*What you should do*: Every line in the listing is to be echoed verbatim.

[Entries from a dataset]
▼
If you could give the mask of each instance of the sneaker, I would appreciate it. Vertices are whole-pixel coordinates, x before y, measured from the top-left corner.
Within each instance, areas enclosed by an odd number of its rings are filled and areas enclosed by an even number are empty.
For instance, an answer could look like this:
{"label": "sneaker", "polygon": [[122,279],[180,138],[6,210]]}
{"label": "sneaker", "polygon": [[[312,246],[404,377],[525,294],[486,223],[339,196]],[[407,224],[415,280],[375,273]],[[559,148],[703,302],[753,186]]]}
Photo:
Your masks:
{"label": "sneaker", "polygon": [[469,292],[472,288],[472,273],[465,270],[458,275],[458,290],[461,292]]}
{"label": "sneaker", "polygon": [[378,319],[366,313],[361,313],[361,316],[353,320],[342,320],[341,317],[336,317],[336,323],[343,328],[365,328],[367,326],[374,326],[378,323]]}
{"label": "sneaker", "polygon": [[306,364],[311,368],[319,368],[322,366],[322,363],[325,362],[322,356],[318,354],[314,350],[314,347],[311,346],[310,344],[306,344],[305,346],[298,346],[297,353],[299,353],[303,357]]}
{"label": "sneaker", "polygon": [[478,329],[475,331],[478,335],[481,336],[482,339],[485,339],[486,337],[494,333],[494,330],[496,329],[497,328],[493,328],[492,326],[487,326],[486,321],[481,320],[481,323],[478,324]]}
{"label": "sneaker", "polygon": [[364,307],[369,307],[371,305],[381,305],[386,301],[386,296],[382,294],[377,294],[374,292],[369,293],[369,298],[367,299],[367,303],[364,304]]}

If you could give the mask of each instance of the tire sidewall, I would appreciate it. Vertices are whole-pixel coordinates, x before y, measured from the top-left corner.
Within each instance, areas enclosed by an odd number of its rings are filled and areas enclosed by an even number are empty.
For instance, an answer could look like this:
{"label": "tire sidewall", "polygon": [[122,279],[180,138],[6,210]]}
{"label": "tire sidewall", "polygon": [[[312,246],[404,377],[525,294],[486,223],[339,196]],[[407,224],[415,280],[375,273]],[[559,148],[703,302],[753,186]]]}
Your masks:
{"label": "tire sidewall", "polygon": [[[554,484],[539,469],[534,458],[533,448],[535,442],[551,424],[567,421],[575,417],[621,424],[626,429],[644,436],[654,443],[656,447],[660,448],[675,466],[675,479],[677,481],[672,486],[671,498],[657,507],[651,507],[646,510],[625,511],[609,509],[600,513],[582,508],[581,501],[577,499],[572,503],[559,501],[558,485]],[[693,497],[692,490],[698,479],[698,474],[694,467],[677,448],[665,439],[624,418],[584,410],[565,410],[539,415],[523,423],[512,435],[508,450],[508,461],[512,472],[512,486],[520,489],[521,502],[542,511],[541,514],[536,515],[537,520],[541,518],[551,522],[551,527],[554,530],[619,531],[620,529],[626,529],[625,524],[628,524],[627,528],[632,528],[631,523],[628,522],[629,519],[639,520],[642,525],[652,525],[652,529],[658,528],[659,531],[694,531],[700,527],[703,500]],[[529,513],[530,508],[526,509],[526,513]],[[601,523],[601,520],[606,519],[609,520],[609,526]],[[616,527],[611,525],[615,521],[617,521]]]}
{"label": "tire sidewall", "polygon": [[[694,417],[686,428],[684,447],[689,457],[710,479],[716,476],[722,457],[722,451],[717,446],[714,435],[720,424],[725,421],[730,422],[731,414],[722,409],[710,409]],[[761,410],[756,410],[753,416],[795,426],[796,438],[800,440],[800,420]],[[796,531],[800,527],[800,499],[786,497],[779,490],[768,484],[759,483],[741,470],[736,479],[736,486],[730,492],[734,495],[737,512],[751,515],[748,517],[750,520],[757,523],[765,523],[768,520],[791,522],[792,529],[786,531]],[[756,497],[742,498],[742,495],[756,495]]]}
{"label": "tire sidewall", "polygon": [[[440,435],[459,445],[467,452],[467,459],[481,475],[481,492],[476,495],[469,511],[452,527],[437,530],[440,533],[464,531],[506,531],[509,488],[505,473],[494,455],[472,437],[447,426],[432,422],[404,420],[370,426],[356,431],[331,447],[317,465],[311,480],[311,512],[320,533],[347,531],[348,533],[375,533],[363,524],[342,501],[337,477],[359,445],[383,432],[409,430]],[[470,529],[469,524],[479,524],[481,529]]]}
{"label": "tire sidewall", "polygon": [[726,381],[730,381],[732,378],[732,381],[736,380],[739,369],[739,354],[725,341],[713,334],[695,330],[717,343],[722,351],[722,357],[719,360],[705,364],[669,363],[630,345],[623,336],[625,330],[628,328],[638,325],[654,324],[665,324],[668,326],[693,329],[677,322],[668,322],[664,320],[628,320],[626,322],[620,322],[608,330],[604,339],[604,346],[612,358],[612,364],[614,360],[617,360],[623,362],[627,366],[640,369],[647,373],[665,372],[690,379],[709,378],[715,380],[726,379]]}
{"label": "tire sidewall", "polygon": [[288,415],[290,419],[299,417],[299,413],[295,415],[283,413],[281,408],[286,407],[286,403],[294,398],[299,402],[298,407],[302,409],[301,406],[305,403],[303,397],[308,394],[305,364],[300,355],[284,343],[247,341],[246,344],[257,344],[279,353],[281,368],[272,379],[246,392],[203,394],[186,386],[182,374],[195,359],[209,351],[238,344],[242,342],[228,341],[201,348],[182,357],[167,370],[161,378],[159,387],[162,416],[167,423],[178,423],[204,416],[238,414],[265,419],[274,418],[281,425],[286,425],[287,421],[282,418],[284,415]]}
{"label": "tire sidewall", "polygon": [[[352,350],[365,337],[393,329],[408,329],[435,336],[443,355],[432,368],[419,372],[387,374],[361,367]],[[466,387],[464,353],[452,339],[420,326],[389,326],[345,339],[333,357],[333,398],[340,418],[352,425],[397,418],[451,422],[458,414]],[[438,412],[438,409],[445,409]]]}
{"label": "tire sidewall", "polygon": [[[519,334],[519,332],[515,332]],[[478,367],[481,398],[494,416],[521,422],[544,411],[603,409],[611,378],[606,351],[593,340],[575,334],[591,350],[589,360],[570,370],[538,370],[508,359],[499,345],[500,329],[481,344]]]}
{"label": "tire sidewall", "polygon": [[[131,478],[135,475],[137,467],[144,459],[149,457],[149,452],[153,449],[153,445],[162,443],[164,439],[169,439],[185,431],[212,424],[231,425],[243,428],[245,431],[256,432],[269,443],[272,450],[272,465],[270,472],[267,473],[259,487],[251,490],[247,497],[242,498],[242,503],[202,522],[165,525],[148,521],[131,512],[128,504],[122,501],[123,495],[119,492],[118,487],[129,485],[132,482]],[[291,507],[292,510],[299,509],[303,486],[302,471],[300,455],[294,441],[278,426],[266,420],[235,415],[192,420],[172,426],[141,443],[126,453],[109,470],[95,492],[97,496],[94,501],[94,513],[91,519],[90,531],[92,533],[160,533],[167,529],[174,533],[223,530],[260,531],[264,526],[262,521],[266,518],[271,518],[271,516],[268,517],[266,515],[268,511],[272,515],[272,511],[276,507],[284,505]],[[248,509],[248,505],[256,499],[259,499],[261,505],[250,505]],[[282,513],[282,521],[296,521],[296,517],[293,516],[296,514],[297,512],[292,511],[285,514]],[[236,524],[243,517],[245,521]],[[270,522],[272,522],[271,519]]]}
▲
*Output of the exercise*:
If you could give the mask of each instance of the sneaker, I would appreciate it. Vertices are whole-pixel coordinates, x before y, measured from the top-left corner.
Within each instance, areas enclosed by an odd number of its rings are filled and areas enclosed by an even number are empty.
For instance, an answer could look like this:
{"label": "sneaker", "polygon": [[122,279],[180,138],[6,210]]}
{"label": "sneaker", "polygon": [[[312,246],[404,377],[525,294],[486,223],[339,196]],[[407,224],[415,280],[375,273]],[[559,148],[703,302],[753,186]]]}
Photo:
Your masks:
{"label": "sneaker", "polygon": [[469,292],[472,288],[472,273],[465,270],[458,275],[458,290],[461,292]]}
{"label": "sneaker", "polygon": [[378,319],[366,313],[361,313],[361,316],[353,320],[342,320],[341,317],[336,317],[336,323],[343,328],[365,328],[367,326],[374,326],[378,323]]}
{"label": "sneaker", "polygon": [[306,364],[311,368],[319,368],[322,366],[322,363],[325,362],[322,356],[318,354],[314,350],[314,347],[311,346],[310,344],[306,344],[305,346],[298,346],[297,353],[299,353],[303,357]]}
{"label": "sneaker", "polygon": [[478,329],[475,331],[478,335],[481,336],[482,339],[485,339],[486,337],[494,333],[494,330],[496,329],[497,328],[493,328],[492,326],[487,326],[486,321],[481,320],[481,323],[478,324]]}
{"label": "sneaker", "polygon": [[364,307],[369,307],[371,305],[381,305],[386,301],[386,296],[382,294],[377,294],[374,292],[369,293],[369,298],[367,299],[367,303],[364,304]]}

If you could give the mask of each instance of the tire sidewall, I would appreciate it. Vertices are whole-pixel coordinates, x before y, measured from the top-left corner.
Within each instance, areas enclosed by an odd number of its rings are filled and areas enclosed by an even number are empty.
For instance, an answer could look like this:
{"label": "tire sidewall", "polygon": [[122,279],[180,138],[6,210]]}
{"label": "tire sidewall", "polygon": [[[312,246],[404,377],[525,294],[486,223],[339,196]],[[407,224],[415,280],[375,273]],[[559,148],[703,302],[753,186]]]}
Your masks:
{"label": "tire sidewall", "polygon": [[[554,484],[539,469],[534,458],[533,448],[535,442],[551,424],[567,421],[575,417],[621,424],[626,429],[644,436],[654,443],[656,447],[660,448],[675,466],[675,479],[677,481],[672,486],[671,498],[657,507],[651,507],[646,510],[625,511],[609,509],[600,513],[582,508],[581,501],[577,499],[572,503],[559,501],[558,485]],[[693,497],[692,490],[698,479],[698,474],[694,467],[677,448],[665,439],[624,418],[584,410],[565,410],[539,415],[523,423],[512,435],[508,450],[508,461],[512,472],[512,486],[520,489],[521,502],[542,511],[541,514],[536,515],[537,520],[541,518],[551,522],[551,527],[554,530],[619,531],[620,529],[626,529],[625,524],[628,524],[627,528],[632,528],[631,523],[628,522],[629,519],[639,520],[642,525],[652,525],[652,529],[658,528],[659,531],[694,531],[700,527],[703,500]],[[529,513],[530,508],[526,509],[526,513]],[[601,523],[601,520],[606,519],[609,520],[609,526]],[[616,527],[611,525],[615,521],[617,521]]]}
{"label": "tire sidewall", "polygon": [[[694,417],[686,428],[684,447],[689,457],[710,479],[716,476],[722,457],[722,451],[717,446],[714,435],[720,424],[725,421],[730,422],[731,414],[722,409],[710,409]],[[761,410],[756,410],[753,416],[795,426],[796,438],[800,440],[800,420]],[[796,531],[800,527],[800,499],[786,497],[779,490],[768,484],[759,483],[741,470],[736,479],[736,486],[730,492],[734,495],[737,512],[751,515],[748,517],[750,520],[757,523],[765,523],[768,520],[791,522],[792,529],[786,531]],[[756,497],[742,498],[742,495],[756,495]]]}
{"label": "tire sidewall", "polygon": [[[440,435],[459,445],[467,452],[467,459],[481,475],[481,492],[476,495],[469,511],[452,527],[437,530],[440,533],[464,531],[506,531],[509,488],[505,473],[494,455],[472,437],[447,426],[432,422],[404,420],[370,426],[356,431],[331,447],[317,465],[311,480],[311,512],[320,533],[347,531],[348,533],[375,533],[363,524],[342,501],[337,477],[359,445],[383,432],[409,430]],[[470,529],[469,524],[479,524],[481,529]]]}
{"label": "tire sidewall", "polygon": [[726,381],[730,381],[732,378],[732,381],[736,380],[739,369],[739,354],[725,341],[713,334],[695,330],[717,343],[722,351],[722,357],[719,360],[705,364],[669,363],[630,345],[623,336],[625,330],[628,328],[638,325],[654,324],[665,324],[668,326],[693,329],[677,322],[668,322],[664,320],[628,320],[626,322],[620,322],[608,330],[604,339],[604,346],[612,358],[612,364],[614,360],[617,360],[623,362],[627,366],[640,369],[647,373],[665,372],[690,379],[709,378],[715,380],[726,379]]}
{"label": "tire sidewall", "polygon": [[288,415],[290,419],[299,417],[299,413],[295,415],[283,413],[281,408],[286,407],[286,403],[294,398],[299,402],[298,407],[302,409],[301,406],[305,403],[303,397],[308,394],[305,364],[300,355],[284,343],[247,341],[246,344],[257,344],[279,353],[281,368],[272,379],[246,392],[203,394],[186,386],[182,374],[195,359],[209,351],[238,344],[242,342],[228,341],[201,348],[182,357],[167,370],[161,378],[159,387],[162,416],[167,423],[178,423],[204,416],[238,414],[265,419],[274,418],[281,425],[286,425],[287,421],[282,418],[284,415]]}
{"label": "tire sidewall", "polygon": [[[352,350],[365,337],[393,329],[408,329],[435,336],[443,355],[432,368],[419,372],[387,374],[361,367]],[[466,387],[464,353],[452,339],[420,326],[389,326],[345,339],[333,357],[333,398],[340,418],[352,425],[397,418],[451,422],[458,414]],[[438,412],[438,409],[445,409]]]}
{"label": "tire sidewall", "polygon": [[[519,334],[519,332],[515,332]],[[478,367],[481,398],[494,416],[521,422],[544,411],[603,409],[611,378],[606,351],[593,340],[575,334],[591,350],[589,360],[570,370],[538,370],[508,359],[499,345],[500,329],[481,344]]]}
{"label": "tire sidewall", "polygon": [[[131,478],[135,475],[137,467],[144,459],[149,457],[149,452],[153,449],[153,445],[162,443],[164,439],[169,439],[185,431],[212,424],[231,425],[243,428],[245,431],[256,432],[269,443],[272,450],[272,465],[270,472],[267,473],[259,487],[251,490],[247,497],[242,498],[242,503],[202,522],[165,525],[148,521],[131,512],[128,504],[122,501],[123,495],[119,492],[118,487],[129,485],[132,482]],[[291,507],[292,510],[299,509],[303,486],[302,471],[300,455],[294,441],[278,426],[266,420],[235,415],[192,420],[172,426],[141,443],[126,453],[109,470],[95,492],[97,496],[94,501],[94,513],[91,519],[90,531],[92,533],[160,533],[167,529],[174,533],[223,530],[260,531],[264,526],[262,521],[266,518],[271,518],[271,516],[268,517],[266,515],[268,511],[272,515],[272,511],[276,507],[284,505]],[[248,509],[248,505],[256,499],[259,499],[261,505],[250,505]],[[282,513],[282,521],[296,521],[296,517],[293,516],[296,514],[297,512],[292,511],[285,514]],[[236,524],[243,517],[245,521]],[[270,522],[272,522],[271,519]]]}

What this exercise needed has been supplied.